### WORK REQUIRED
Render these lines as a JSON list of strings, one string per line, with blank lines omitted and the pictures excluded.

-=-=-

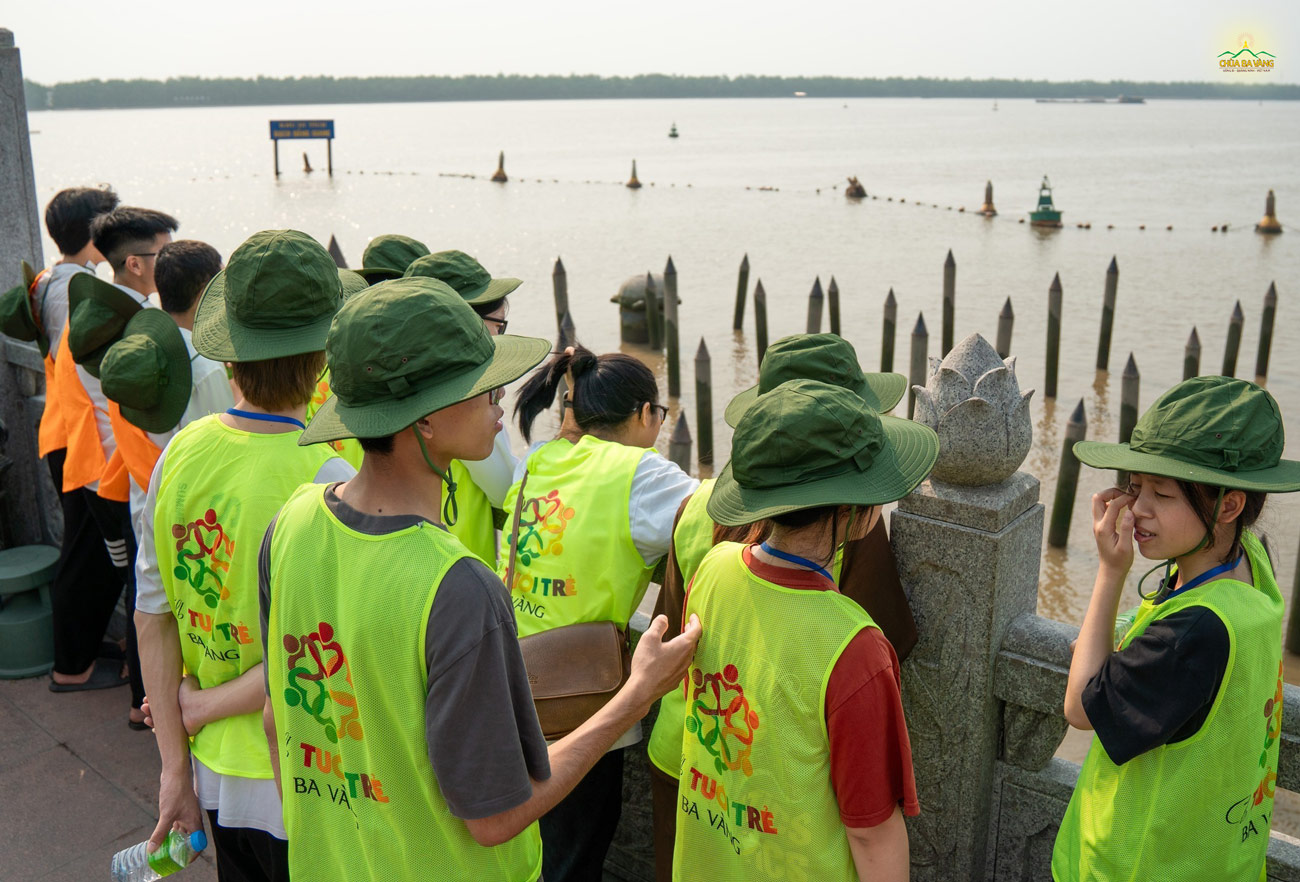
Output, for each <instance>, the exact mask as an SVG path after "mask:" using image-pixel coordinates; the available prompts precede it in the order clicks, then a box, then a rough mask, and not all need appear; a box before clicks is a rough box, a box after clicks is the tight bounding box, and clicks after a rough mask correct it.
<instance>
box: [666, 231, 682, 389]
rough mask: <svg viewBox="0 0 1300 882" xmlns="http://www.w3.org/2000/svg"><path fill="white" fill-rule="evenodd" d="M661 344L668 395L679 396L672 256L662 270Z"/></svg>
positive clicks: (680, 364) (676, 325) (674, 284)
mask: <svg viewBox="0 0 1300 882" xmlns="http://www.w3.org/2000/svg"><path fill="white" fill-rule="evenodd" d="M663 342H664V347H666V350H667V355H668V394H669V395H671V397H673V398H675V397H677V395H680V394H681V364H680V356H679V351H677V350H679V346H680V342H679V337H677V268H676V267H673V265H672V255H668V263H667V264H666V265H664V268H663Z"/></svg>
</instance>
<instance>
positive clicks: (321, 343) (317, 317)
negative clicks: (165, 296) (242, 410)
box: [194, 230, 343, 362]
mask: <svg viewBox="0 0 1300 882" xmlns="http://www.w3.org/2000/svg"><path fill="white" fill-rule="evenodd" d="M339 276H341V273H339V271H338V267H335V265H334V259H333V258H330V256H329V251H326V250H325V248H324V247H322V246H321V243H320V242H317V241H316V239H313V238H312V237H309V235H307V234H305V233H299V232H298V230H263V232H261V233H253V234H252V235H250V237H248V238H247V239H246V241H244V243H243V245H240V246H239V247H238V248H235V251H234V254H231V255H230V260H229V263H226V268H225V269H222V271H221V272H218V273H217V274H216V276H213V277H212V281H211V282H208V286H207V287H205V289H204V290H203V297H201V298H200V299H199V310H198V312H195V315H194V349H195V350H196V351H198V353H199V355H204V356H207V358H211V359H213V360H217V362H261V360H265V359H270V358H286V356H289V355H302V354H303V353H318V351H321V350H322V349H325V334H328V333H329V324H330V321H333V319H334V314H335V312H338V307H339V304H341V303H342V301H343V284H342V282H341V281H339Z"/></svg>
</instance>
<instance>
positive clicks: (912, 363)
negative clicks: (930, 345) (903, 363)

-=-=-

### ANSWER TO THIS EXERCISE
[
  "Output, for each <instance>, the exact mask as an SVG path after \"mask:\" using image-pixel coordinates; the available prompts precede it in the order clicks, then a box, then a rough mask, and not all need appear; a box before clicks is a rough box, a box after clicks is the tight bounding box, and clicks after a rough mask correct it.",
  "<instance>",
  "box: [666, 231, 682, 389]",
  "rough mask: <svg viewBox=\"0 0 1300 882\" xmlns=\"http://www.w3.org/2000/svg\"><path fill=\"white\" fill-rule=\"evenodd\" d=\"M661 344L668 395L679 396L672 256L662 270Z\"/></svg>",
  "positive clicks: (680, 364) (676, 325) (674, 284)",
  "mask: <svg viewBox=\"0 0 1300 882\" xmlns=\"http://www.w3.org/2000/svg\"><path fill=\"white\" fill-rule=\"evenodd\" d=\"M663 342H664V347H666V350H667V355H668V394H669V395H671V397H673V398H675V397H677V395H680V394H681V364H680V356H679V351H677V350H679V346H680V342H679V337H677V268H676V267H673V265H672V255H668V263H667V264H666V265H664V268H663Z\"/></svg>",
  "</instance>",
  "<instance>",
  "positive clicks: (321, 343) (317, 317)",
  "negative clicks: (165, 296) (242, 410)",
  "box: [194, 230, 343, 362]",
  "mask: <svg viewBox=\"0 0 1300 882\" xmlns=\"http://www.w3.org/2000/svg\"><path fill=\"white\" fill-rule=\"evenodd\" d=\"M339 276H341V273H339V271H338V267H335V265H334V259H333V258H330V256H329V251H326V250H325V248H324V247H322V246H321V243H320V242H317V241H316V239H313V238H312V237H309V235H307V234H305V233H299V232H298V230H263V232H261V233H253V234H252V235H250V237H248V238H247V239H246V241H244V243H243V245H240V246H239V247H238V248H235V251H234V254H231V255H230V260H229V263H226V268H225V269H222V271H221V272H218V273H217V274H216V276H213V277H212V281H211V282H208V286H207V287H205V289H204V290H203V297H201V298H200V299H199V310H198V312H195V315H194V349H195V350H196V351H198V353H199V355H204V356H207V358H211V359H213V360H217V362H261V360H265V359H270V358H286V356H289V355H302V354H303V353H318V351H321V350H322V349H325V334H328V333H329V324H330V321H333V319H334V314H335V312H338V307H339V304H341V303H342V301H343V284H342V282H341V281H339Z\"/></svg>",
  "</instance>",
  "<instance>",
  "positive clicks: (912, 363)",
  "negative clicks: (930, 345) (903, 363)"
]